Seçilmiş Bölüm:

İDEOLOJİK SAPLANTI VE KÖRLÜK

İDEOLOJİK SAPLANTI VE KÖRLÜK

Kör, Sağır, Dilsiz İdeolojiler Üzerine Bir Tebliğ**

İnsanoğlu, varoluşundan beri bir “bağlanma” arayışı içindedir. Kimi zaman hakikate, kimi zaman heva ve heveslerine… Bu bağlanışlar zamanla şekillenir, toplulukları, nesilleri ve çağları etkiler. Ancak insan, kalbini ve aklını sahih bir rehberle yönlendirmezse; bağlandığı inanç yahut ideoloji zamanla onu kör, sağır ve dilsiz bir hale getirir.

Kur’ân-ı Kerîm, “Onların kalpleri vardır, ama onunla kavrayamazlar; gözleri vardır, ama onunla göremezler; kulakları vardır, ama onunla işitemezler. Onlar hayvanlar gibidir, hatta daha da sapkındırlar” (A’râf Sûresi, 179) buyurarak, ideolojik saplantıların insanı nasıl bir körlük ve sağırlaşmaya ittiğini asırlar öncesinden haber vermiştir.

Bugün modern cahiliye çağında da tablo aynıdır.
“Benim partim!”, “Benim ideolojim!”, “Benim liderim!” diyen nice insanlar, kendi atalarından miras kalmış batıl düşünceleri din gibi kutsallaştırmakta ve her türlü hakikati reddetmektedirler. Bu hâl, bir zamanlar Mekke müşriklerinin “Biz atalarımızı böyle bulduk!” diyerek hakkı inkâr etmelerinin bugünkü suretidir.

Verilen Malzeme:
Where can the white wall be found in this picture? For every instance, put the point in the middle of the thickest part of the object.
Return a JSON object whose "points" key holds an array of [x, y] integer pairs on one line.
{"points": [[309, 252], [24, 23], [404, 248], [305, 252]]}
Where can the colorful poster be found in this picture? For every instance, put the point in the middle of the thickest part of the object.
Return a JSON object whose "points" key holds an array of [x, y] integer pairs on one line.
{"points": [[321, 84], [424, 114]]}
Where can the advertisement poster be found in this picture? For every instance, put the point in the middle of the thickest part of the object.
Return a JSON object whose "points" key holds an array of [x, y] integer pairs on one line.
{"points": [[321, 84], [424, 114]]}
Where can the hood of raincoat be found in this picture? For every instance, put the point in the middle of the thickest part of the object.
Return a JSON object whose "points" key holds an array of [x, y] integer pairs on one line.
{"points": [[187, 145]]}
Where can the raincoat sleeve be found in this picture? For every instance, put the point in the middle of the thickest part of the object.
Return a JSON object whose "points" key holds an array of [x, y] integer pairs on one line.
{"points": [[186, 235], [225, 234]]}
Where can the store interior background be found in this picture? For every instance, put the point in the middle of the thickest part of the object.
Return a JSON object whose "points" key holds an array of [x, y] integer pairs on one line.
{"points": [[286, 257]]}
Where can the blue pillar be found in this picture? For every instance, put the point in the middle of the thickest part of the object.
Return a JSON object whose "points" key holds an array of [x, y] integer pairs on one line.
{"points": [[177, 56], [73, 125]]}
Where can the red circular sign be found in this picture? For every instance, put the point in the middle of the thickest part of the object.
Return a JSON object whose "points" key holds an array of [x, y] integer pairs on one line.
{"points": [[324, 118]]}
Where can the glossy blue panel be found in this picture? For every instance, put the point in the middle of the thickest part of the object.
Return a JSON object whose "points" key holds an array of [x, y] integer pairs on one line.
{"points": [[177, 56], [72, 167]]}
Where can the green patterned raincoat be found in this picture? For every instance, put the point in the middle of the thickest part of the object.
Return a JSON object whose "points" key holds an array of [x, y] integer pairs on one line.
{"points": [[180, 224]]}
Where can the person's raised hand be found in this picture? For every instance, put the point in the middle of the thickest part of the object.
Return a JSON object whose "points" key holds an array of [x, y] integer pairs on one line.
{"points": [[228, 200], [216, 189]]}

Görev Koşulları:
1. Seçilmiş bölümdeki “İnsanoğlu, varoluşundan beri bir “bağlanma” arayışı içindedir.” cümlesini İngilizceye çevirir misiniz?
2. Seçilmiş bölüme göre Mekke müşrikleri hakkı inkâr ederken ne demişlerdir?
Satırların bu çalışmada hiçbir rolü yoktur.

Görevlere Göre Yanıtlar:
1. Humankind has been in search of an “attachment” ever since it came into existence.

2. “Biz atalarımızı böyle bulduk!”